--- Data excerpts ---

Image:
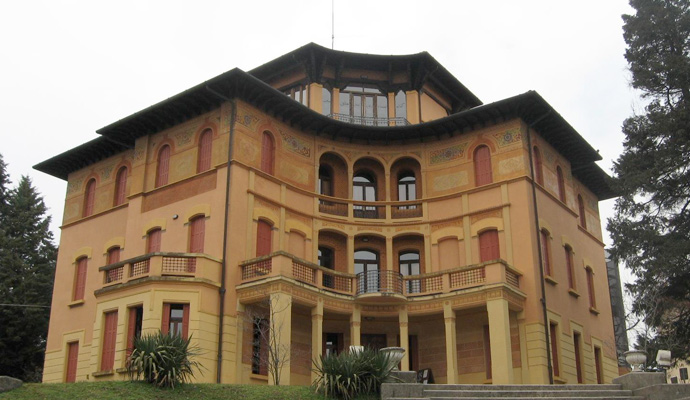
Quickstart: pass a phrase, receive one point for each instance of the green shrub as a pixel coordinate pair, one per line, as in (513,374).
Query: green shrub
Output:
(352,374)
(163,360)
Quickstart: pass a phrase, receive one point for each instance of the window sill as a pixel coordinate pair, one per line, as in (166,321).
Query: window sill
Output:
(75,303)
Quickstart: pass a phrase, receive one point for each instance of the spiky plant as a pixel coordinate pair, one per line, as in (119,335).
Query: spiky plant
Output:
(163,360)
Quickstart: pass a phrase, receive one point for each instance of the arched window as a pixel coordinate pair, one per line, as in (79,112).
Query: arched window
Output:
(581,209)
(364,189)
(482,166)
(546,252)
(153,241)
(121,186)
(325,181)
(89,197)
(561,184)
(488,246)
(163,166)
(267,153)
(538,168)
(80,279)
(570,268)
(263,238)
(409,265)
(407,186)
(366,269)
(205,147)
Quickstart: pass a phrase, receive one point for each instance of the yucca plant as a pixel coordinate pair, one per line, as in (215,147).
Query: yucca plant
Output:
(163,360)
(351,374)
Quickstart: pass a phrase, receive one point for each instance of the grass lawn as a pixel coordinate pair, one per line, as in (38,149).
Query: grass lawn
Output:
(140,390)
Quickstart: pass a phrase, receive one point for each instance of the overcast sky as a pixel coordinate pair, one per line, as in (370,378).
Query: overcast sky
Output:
(68,68)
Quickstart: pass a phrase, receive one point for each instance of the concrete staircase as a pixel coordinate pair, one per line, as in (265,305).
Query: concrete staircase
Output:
(506,392)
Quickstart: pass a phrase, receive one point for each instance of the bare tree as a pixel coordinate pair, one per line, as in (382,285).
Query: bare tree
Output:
(269,352)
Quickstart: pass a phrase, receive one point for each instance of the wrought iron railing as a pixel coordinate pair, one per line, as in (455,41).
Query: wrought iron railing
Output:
(370,121)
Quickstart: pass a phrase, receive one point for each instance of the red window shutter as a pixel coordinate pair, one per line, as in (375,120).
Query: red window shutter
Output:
(581,209)
(561,184)
(538,171)
(109,339)
(263,238)
(488,246)
(267,153)
(546,252)
(89,197)
(113,255)
(165,324)
(80,280)
(131,329)
(482,166)
(590,284)
(121,186)
(154,241)
(163,166)
(205,147)
(72,360)
(196,237)
(554,349)
(569,267)
(185,321)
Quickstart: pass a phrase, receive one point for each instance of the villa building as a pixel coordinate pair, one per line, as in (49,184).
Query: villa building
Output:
(339,199)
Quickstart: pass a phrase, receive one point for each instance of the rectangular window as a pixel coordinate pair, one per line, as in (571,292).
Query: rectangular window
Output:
(72,360)
(109,340)
(553,336)
(569,267)
(488,246)
(136,316)
(80,279)
(175,319)
(577,342)
(590,287)
(546,252)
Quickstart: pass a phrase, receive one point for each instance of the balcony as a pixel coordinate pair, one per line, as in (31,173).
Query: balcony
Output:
(377,285)
(161,267)
(370,121)
(370,210)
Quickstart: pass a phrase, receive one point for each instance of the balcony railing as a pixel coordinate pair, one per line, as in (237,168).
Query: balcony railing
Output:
(282,264)
(162,264)
(370,209)
(370,121)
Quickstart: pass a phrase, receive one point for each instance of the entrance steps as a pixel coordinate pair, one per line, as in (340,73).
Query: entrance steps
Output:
(506,392)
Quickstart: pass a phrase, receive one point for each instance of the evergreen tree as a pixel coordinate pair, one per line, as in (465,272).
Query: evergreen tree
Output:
(27,265)
(651,228)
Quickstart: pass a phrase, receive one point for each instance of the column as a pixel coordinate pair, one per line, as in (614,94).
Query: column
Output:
(499,335)
(316,334)
(239,348)
(404,338)
(355,327)
(280,338)
(451,344)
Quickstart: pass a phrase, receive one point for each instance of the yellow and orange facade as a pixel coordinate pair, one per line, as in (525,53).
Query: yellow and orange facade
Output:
(356,199)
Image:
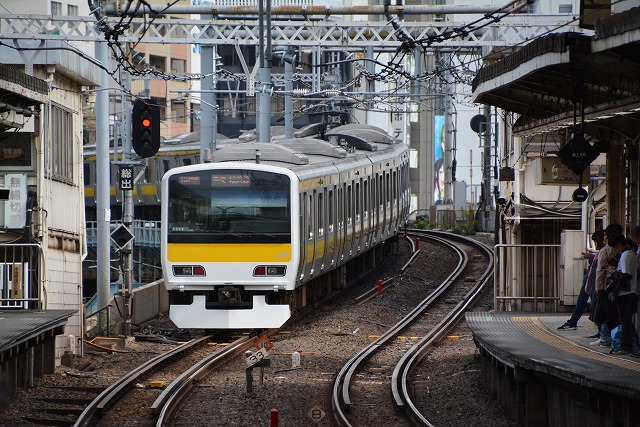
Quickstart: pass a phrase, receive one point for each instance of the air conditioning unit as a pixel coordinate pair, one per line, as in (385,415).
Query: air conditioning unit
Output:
(562,173)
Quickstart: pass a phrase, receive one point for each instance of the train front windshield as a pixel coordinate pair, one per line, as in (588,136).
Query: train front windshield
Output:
(229,206)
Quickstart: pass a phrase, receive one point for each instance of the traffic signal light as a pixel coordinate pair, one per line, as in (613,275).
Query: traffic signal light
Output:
(145,132)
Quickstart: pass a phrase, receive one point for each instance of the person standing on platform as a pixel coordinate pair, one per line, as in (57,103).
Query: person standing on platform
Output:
(624,294)
(586,291)
(605,254)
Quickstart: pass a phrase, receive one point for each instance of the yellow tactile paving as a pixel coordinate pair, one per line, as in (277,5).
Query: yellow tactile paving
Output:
(533,326)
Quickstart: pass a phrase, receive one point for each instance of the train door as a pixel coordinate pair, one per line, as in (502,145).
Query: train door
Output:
(357,223)
(366,217)
(320,241)
(340,230)
(302,244)
(331,249)
(348,246)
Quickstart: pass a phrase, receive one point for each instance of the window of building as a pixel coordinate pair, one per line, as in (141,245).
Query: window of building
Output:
(158,62)
(56,8)
(178,66)
(60,160)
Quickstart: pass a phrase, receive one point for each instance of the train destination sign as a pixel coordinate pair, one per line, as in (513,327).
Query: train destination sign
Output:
(189,180)
(226,180)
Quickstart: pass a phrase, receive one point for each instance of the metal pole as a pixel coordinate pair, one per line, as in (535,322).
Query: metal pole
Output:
(288,100)
(127,212)
(448,130)
(264,109)
(103,245)
(208,116)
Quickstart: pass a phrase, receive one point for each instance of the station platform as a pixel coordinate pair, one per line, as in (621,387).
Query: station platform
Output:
(27,345)
(546,377)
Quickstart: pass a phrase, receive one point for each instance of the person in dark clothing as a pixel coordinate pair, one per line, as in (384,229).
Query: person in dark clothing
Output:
(586,291)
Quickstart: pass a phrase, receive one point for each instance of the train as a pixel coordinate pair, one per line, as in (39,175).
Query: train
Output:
(248,238)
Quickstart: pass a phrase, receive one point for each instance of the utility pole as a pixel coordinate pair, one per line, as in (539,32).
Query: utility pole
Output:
(264,85)
(127,210)
(208,106)
(288,100)
(486,168)
(103,217)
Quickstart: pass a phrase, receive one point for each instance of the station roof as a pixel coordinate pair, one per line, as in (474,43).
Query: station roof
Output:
(545,80)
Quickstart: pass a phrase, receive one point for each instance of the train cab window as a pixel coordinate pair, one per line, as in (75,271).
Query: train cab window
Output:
(320,214)
(358,202)
(330,213)
(349,205)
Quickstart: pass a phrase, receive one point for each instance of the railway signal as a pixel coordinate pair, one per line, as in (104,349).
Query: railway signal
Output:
(145,128)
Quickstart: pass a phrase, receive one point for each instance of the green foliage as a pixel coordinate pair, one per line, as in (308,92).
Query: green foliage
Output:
(466,229)
(422,224)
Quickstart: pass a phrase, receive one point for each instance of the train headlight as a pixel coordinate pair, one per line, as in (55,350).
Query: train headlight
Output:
(270,270)
(188,270)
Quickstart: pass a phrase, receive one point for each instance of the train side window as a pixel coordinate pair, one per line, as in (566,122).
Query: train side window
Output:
(365,199)
(148,171)
(320,214)
(387,189)
(380,193)
(331,215)
(349,205)
(309,217)
(340,209)
(86,172)
(357,202)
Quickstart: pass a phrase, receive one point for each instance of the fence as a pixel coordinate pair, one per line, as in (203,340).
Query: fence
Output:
(526,277)
(21,275)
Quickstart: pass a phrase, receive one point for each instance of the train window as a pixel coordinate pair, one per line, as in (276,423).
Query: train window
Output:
(320,214)
(148,172)
(387,189)
(309,217)
(380,193)
(87,174)
(330,212)
(365,200)
(357,202)
(349,205)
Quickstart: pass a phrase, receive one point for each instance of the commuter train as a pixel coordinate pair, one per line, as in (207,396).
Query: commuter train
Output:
(248,238)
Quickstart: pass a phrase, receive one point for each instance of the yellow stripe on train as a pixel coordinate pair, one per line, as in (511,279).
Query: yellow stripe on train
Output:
(228,252)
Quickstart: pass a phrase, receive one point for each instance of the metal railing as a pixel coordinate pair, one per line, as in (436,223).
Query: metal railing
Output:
(526,277)
(21,275)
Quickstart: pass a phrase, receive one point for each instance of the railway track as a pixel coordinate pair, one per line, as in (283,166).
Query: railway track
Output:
(468,252)
(169,399)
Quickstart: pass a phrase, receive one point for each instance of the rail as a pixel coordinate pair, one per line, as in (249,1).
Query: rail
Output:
(340,394)
(527,277)
(21,276)
(399,378)
(105,398)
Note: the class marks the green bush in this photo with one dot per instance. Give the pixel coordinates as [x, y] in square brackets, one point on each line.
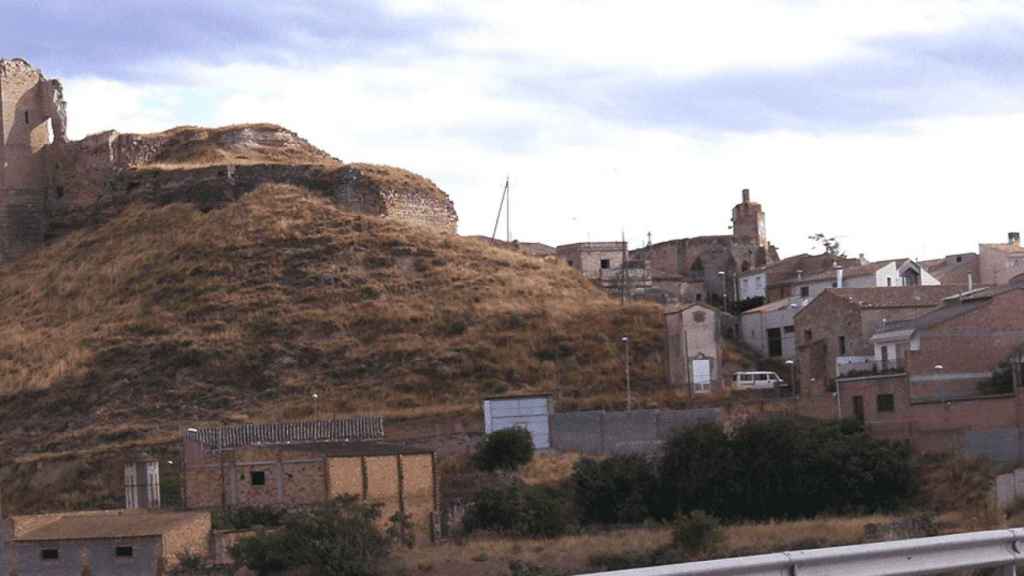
[782, 467]
[519, 509]
[696, 534]
[507, 449]
[617, 490]
[339, 538]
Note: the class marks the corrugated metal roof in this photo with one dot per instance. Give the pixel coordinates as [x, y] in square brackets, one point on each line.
[102, 525]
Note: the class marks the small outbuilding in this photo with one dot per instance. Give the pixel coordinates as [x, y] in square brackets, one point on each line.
[529, 412]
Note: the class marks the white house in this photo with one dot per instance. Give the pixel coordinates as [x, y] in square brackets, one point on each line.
[875, 275]
[769, 330]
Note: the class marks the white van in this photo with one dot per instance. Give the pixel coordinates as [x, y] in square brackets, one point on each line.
[756, 380]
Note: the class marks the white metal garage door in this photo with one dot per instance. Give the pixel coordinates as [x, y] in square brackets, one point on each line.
[527, 412]
[701, 375]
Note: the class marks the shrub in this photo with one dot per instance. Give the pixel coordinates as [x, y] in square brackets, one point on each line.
[696, 534]
[507, 449]
[697, 469]
[617, 490]
[783, 467]
[339, 538]
[519, 509]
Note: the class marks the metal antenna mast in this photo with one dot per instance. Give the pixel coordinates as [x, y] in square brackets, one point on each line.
[506, 205]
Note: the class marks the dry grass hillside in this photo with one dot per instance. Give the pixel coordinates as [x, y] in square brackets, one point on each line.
[116, 335]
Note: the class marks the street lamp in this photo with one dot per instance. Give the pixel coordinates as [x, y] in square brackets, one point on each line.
[629, 389]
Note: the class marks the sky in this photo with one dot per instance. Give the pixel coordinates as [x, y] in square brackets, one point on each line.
[895, 126]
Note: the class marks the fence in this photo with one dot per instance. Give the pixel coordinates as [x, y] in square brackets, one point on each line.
[621, 433]
[1000, 549]
[357, 428]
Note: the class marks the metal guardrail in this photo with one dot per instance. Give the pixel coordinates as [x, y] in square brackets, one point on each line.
[1000, 549]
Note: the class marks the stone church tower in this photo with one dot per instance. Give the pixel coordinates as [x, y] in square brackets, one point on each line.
[749, 222]
[32, 116]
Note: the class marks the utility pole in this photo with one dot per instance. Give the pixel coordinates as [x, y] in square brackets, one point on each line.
[502, 206]
[629, 389]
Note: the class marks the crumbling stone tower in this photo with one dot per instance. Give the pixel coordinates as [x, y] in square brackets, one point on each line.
[749, 222]
[32, 116]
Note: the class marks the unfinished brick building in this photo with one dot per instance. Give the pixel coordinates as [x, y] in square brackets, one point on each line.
[288, 465]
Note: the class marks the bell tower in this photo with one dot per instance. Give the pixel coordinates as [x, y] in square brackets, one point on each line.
[749, 221]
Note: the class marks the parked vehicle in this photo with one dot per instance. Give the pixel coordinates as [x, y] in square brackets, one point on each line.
[757, 380]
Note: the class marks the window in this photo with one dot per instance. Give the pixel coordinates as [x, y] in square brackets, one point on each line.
[124, 551]
[886, 402]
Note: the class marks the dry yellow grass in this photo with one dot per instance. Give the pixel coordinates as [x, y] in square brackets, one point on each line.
[168, 316]
[571, 554]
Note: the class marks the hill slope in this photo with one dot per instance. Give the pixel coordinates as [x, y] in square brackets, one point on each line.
[116, 335]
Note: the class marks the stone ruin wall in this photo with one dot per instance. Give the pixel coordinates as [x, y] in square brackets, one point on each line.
[31, 109]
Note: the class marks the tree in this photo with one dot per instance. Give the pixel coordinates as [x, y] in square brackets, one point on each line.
[827, 243]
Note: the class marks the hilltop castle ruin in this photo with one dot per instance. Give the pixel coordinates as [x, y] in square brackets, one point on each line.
[48, 182]
[32, 117]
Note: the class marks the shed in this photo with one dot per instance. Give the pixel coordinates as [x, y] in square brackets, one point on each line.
[530, 412]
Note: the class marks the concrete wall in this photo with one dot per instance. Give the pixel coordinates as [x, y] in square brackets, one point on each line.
[621, 433]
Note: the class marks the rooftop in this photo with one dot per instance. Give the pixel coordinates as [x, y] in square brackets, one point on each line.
[104, 524]
[897, 296]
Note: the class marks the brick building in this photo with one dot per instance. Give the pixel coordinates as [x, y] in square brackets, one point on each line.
[952, 379]
[999, 263]
[693, 337]
[108, 542]
[834, 331]
[300, 472]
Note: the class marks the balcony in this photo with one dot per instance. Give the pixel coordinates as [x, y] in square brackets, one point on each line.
[860, 366]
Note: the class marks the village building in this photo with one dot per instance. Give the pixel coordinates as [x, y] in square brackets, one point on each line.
[774, 282]
[887, 274]
[834, 331]
[270, 464]
[948, 379]
[693, 336]
[999, 263]
[109, 542]
[708, 269]
[769, 328]
[963, 270]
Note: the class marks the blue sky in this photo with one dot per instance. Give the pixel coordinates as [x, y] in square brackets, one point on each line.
[894, 125]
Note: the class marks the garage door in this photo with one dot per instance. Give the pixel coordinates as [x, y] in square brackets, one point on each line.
[701, 375]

---

Task:
Repeat, word for word, every line from the line that contains "Note: the class marks the balcony" to the end of the entries; include both of those lines and no others.

Result for this exercise:
Note: the class marks the balcony in this photo with one dot per instance. Give the pixel coordinates as [x, y] in square brackets, one point on each line.
[860, 366]
Note: the class marks the village building in this photo with one dot per instance. Give the pixel coordinates as [x, y] in square brackets, one point on each line.
[774, 282]
[887, 274]
[834, 331]
[270, 464]
[948, 379]
[693, 336]
[999, 263]
[109, 542]
[708, 269]
[769, 328]
[963, 270]
Note: the class marks the blue sky in this photo with one dot per instance. Give the pixel coordinates as [x, y] in square brackets, one point on each line.
[894, 125]
Note: the class marks the garage door in this photo with one dot per instance. Give the pixel coordinates as [x, y] in square brackets, one point on each line.
[701, 375]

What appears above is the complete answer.